→ EXERCISE OBJECTIVE: Copy out each of the records below word for word, keeping every line unchanged and in the same order.

→ RECORDS FOR THIS EXERCISE:

:::::

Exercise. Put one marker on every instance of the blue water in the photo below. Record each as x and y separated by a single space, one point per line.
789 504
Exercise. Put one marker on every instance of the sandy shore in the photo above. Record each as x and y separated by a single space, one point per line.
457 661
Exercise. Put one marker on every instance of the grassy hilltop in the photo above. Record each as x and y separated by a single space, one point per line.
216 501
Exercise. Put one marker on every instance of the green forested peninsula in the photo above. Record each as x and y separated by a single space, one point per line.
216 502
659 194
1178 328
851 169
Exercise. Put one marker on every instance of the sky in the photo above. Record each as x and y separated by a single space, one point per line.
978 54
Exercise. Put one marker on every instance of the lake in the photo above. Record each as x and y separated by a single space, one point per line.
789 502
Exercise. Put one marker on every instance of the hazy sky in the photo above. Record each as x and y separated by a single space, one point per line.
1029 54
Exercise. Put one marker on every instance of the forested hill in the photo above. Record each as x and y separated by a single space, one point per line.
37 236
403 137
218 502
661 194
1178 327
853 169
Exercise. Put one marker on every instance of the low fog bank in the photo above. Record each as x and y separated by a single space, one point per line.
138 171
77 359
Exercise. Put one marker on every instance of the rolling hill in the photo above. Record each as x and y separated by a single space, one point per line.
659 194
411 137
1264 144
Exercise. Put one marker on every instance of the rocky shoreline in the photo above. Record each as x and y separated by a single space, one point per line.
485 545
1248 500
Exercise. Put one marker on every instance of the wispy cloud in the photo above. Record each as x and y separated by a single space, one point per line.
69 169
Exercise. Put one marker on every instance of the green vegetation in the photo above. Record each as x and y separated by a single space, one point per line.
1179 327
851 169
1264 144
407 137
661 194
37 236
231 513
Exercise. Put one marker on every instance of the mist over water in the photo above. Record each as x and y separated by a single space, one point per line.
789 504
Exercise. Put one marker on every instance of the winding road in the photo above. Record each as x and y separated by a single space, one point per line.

:::::

→ CORRECT RESULT:
Exercise. Put one marker on every instance of the blue water in the photo below. Record each as x and y separated by a single space, one point per line.
789 504
Exercise. Put one marker on every instance of the sandy shore in the photo above. Record each as x and y separated by a single space, one point per line.
457 661
Exercise. Put one marker on every instance of the grassy hilltop in the photo above. Record each as x and y separated by a single space, one point per line.
216 501
Exercise. Put one marker on every instance of the green forested peninsula in the photo above. Record each as x and y separated by a single space, one point per line.
216 502
659 194
1178 328
851 169
Exercise. Put one marker on every instance of the sky in the photo above. Record each as x and y separated by a single space, one point per line.
978 54
Exercise. Put one marker on every instance of the lake in the photo above. Record each as x and y separated by a single space, one point per line.
789 502
Exercise. Put one marker on every instance of the hazy sky in the photo above. Record each as x and y separated by a single space, one point per line.
1029 54
Exercise. Put one marker on every instance of the forested hill in the photo above. Record each as x and y separated by a single space, one point per line.
37 236
403 137
218 502
661 194
1178 327
853 169
Exercise. Put one marker on every instance of the low fog bank in the photo above. Record each as x and y separated by a single space, one point per line.
138 171
77 359
Exercise. Put one marker on every instance of the rolling hill in the photo above. Record each as x and y separated by a single space, one point per line.
659 194
411 137
1264 144
Exercise. Put one marker on every instance of the rocky shoreline in the photo above. Record each as x and y separated by a single space, one point per line.
485 545
1248 500
Exercise. Put one marker on every instance of the wispy cloud in the photo above. Record each as x and y separated by a single space, one point per line.
69 169
Exercise. Put one marker on every instance of the green vegetation in the photo above. Record each as x and y separated by a single space, one point per line.
1179 327
851 169
1264 144
407 137
661 194
37 236
231 513
Exercise. Put one marker on every instance of the mist over water in the photo above. Record each as x and y separated by a single space, one point per line.
789 504
Exercise. Put one marker on every instance of the winding road in the photo above. Record each as x and y separated by a single space, one point per line.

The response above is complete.